EXERCISE PASSAGE below:

Thursday, November 6, 2008

Leaky Gut? How Can it Be?

I have some pretty good suspicions about what I should not eat. After 5 months of feeling less than vibrant, I have taken most of the usual suspects out of my diet: gluten, dairy, caffeine (sigh), chocolate (sigh), and refined sugars and carbohydrates. Okay, so far, so good, right?

Not exactly. I decided to have some allergy panels run (blood tests, which are more accurate than skin tests), including 96 common foods and an array of enviornmental or "inhalant" allergens. I will get my results next week, along with some tests on my hormone levels (the diagnosis of "adrenal burnout" is in play).

I've mostly enjoyed good health and a strong immune system, but a switch flipped this summer and I was suddenly allergic to weeds and who knows what in terms of foods. The whole topic of nutragenomics is all about the relationship between diet and genes, how the wrong diet can actually turn genes on and a reformed diet can turn errant genes off.

End of EXERCISE PASSAGE.
DATA EXCERPTS below:

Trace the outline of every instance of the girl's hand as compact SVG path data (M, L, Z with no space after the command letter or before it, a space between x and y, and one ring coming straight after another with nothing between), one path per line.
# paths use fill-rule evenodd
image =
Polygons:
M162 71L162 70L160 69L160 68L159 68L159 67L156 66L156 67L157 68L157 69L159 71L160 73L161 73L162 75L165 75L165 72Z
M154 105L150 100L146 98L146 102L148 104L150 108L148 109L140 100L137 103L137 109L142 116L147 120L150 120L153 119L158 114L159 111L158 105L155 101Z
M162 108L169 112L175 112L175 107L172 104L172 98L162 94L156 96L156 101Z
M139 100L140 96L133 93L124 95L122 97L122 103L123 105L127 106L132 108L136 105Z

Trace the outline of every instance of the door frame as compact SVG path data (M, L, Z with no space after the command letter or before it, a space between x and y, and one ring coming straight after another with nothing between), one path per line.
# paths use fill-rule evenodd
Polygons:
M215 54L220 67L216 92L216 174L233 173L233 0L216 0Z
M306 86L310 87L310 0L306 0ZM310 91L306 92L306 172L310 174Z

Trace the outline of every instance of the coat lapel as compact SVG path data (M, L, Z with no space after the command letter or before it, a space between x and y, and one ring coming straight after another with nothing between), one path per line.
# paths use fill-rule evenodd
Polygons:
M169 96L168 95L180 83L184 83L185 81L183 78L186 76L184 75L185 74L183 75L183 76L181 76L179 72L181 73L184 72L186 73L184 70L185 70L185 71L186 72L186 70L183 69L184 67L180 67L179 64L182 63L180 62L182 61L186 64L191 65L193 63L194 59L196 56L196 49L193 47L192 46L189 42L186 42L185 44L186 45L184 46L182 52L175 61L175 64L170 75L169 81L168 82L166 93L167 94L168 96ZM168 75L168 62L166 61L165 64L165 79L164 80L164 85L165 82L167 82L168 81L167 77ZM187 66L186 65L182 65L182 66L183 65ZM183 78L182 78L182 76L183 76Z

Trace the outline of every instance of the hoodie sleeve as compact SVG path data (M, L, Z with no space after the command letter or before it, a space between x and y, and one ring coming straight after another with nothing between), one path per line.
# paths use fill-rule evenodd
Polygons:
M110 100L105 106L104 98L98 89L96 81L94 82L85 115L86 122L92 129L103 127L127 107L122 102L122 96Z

End of DATA EXCERPTS.

• **WORK ORDER A**
Using the leaky gut post, decide whether each statement agrees with it, answering yes or no and quoting the words that settle it: (i) The writer has cut caffeine from their diet. (ii) The allergy panels are skin tests. (iii) The writer already has the test results.
• **WORK ORDER B**
List every food or food group that the leaky gut post says the writer has taken out of their diet.
• **WORK ORDER C**
Resume the leaky gut post after its final sentence.
The dataset entries have nothing to do with what comes next.

• **EXERCISE ANSWER A**
(i) Yes: "I have taken most of the usual suspects out of my diet: gluten, dairy, caffeine (sigh), chocolate (sigh), and refined sugars and carbohydrates"
(ii) No: "blood tests, which are more accurate than skin tests"
(iii) No: "I will get my results next week"

• **EXERCISE ANSWER B**
Gluten, dairy, caffeine, chocolate, refined sugars and carbohydrates

• **EXERCISE ANSWER C**
I was rolling the dice every time I had gluten products (bread, semolina pasta, pizza, etc., etc.). I knew it, as I sneezed every time I ate these things. Sure, I had the rice bread, rice pasta, and rice crust pizza in my house, but we, until recently, ate out a lot, and I resented being the lone spartan (ah, yes, I'll have three sides of vegetables) at a table of hedonists.

Not now. I always remember my friend, Dr. Hugo Rodier, saying that some patients simply weren't "suffering enough" to stick to his dietary recommendations. I guess I hit that point this summer. As strange symptoms started to crop up and the diagnostic path pointed to a leaky gut, resentment was replaced with re-committing myself to a gluten-free (and dairy and refined sugar and caffeine free) diet.

It was incredibly confronting. Me?! Leaky gut? My dry eyes (ocular rosacea, potentially Sjogren's) was related to a leaky gut? But, but, but....I couldn't believe as I wasn't eating junk food and I was supplementing with excellent nutrients. What was the deal?! In a word, stress and overwork had changed my body's chemistry (evil little chemicals come out during stress, especially bad when stress is prolonged). Sensitivity to gluten had flipped over to outright intolerance, creating cellular TOIL in my gut that no amount of supplementation could counteract alone.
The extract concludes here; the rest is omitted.